== Segment start ==
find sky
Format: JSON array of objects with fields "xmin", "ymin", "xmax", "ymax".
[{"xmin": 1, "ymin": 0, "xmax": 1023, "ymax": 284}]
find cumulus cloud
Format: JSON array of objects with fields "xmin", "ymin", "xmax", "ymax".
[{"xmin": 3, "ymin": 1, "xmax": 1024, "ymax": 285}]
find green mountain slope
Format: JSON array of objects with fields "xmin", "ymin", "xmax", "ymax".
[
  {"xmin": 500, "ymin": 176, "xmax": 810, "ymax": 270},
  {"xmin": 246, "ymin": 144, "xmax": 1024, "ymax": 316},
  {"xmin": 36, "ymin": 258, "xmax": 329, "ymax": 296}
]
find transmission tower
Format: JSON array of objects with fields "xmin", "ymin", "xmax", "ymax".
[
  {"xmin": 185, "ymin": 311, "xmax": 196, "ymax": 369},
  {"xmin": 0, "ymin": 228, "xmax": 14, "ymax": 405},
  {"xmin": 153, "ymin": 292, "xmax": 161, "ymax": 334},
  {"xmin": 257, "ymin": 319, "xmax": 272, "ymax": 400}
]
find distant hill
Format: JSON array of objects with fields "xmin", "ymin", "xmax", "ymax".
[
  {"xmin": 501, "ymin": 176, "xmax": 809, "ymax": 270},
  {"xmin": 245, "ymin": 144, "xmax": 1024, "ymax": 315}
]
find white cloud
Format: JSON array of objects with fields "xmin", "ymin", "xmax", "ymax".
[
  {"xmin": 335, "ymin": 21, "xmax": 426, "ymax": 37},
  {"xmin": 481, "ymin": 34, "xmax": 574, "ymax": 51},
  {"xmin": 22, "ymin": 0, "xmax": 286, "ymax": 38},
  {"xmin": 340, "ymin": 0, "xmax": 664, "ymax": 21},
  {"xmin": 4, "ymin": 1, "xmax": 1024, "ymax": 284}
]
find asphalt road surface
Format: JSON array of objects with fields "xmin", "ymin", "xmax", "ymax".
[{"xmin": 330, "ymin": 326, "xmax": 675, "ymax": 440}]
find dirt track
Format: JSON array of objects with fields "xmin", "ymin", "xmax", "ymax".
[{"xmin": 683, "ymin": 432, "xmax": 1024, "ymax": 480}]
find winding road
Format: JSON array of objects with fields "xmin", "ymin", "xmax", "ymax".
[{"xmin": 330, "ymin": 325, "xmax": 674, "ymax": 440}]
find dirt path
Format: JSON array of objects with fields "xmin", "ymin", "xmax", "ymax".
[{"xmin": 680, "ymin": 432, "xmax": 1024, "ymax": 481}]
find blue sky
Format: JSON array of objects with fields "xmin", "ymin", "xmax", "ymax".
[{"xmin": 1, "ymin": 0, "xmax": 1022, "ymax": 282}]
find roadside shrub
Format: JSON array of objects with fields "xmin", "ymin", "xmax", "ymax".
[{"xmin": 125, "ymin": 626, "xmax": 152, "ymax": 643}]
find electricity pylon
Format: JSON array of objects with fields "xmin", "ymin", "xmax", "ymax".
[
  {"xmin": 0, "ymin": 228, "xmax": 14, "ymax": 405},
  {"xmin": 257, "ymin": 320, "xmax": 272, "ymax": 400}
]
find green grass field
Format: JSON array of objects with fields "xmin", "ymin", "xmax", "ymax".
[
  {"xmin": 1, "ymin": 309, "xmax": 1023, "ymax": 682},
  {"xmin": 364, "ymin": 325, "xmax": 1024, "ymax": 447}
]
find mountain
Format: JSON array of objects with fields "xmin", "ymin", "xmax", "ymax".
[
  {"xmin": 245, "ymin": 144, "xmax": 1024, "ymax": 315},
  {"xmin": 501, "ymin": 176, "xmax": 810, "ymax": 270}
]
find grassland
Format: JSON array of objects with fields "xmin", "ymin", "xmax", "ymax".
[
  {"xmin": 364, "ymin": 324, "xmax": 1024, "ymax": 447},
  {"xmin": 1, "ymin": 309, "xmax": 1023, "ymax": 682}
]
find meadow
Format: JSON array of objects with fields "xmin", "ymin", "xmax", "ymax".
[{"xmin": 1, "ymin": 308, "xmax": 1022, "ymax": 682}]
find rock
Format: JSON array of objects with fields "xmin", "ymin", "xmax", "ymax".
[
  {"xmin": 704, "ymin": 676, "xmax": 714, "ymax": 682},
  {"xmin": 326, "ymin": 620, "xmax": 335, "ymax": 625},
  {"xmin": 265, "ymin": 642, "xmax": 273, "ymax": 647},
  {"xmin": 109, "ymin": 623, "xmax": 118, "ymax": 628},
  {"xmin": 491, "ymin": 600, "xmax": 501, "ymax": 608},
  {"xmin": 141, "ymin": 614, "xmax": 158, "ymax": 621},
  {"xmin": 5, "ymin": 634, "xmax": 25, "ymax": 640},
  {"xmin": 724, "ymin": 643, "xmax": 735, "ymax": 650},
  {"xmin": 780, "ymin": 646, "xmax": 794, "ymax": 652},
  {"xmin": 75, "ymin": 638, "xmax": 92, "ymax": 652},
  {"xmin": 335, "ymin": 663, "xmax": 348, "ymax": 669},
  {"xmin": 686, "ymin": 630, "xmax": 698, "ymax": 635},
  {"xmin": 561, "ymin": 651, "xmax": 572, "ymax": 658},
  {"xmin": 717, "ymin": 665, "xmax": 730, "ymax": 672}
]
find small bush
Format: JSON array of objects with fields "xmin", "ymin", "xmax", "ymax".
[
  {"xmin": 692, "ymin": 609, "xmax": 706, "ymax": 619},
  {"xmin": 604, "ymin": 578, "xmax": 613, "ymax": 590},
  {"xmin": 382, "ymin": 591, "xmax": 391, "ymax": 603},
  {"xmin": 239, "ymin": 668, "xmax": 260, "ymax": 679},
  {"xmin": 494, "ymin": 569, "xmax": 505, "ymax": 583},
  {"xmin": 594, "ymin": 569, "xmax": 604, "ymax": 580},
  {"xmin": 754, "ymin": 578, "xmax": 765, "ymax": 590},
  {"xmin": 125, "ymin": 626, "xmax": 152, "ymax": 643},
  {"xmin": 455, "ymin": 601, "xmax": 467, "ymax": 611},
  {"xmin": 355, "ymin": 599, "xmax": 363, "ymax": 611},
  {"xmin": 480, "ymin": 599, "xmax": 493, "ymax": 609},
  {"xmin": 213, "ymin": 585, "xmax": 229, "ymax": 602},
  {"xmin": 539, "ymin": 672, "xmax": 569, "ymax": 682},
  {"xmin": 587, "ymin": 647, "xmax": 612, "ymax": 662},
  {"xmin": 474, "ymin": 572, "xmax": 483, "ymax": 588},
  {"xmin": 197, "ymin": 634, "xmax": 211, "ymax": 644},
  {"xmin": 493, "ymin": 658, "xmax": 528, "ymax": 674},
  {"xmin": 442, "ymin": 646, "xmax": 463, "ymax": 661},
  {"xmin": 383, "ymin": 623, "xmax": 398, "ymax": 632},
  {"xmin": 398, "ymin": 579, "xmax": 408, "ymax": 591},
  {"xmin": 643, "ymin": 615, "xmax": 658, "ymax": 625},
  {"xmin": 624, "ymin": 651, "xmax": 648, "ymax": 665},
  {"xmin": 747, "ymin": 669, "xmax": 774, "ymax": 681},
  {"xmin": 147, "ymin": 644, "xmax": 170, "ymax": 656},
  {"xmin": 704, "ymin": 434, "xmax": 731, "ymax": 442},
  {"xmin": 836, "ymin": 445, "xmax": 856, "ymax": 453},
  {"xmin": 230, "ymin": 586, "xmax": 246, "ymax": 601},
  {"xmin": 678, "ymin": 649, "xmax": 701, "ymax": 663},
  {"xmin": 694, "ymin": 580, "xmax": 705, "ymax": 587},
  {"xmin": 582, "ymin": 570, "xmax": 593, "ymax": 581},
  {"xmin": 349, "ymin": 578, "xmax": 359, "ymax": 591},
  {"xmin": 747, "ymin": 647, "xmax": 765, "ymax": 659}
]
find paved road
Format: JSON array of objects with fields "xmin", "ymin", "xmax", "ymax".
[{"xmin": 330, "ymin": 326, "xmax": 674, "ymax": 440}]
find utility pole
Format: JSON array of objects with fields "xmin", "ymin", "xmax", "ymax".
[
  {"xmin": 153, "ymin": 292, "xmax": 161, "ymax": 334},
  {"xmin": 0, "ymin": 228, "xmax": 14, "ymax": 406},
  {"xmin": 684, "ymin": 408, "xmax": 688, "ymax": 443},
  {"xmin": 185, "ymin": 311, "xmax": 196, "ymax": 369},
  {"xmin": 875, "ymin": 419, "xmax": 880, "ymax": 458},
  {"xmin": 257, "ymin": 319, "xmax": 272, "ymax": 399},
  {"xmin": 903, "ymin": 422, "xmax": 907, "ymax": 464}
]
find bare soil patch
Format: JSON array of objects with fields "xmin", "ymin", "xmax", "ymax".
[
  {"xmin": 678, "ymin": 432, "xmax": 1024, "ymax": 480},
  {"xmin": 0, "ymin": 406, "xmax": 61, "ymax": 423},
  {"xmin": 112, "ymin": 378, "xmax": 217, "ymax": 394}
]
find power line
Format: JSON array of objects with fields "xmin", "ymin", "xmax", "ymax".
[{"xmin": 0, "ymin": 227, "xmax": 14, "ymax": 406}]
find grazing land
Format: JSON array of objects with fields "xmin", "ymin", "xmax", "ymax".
== Segment end ==
- **The problem**
Up to and including the line with "find cumulus cloud", restate the records above word for word from the very first line.

- **Answer to this problem**
find sky
Format: JSON array of objects with fields "xmin", "ymin", "xmax", "ymax".
[{"xmin": 1, "ymin": 0, "xmax": 1023, "ymax": 284}]
find cumulus cloud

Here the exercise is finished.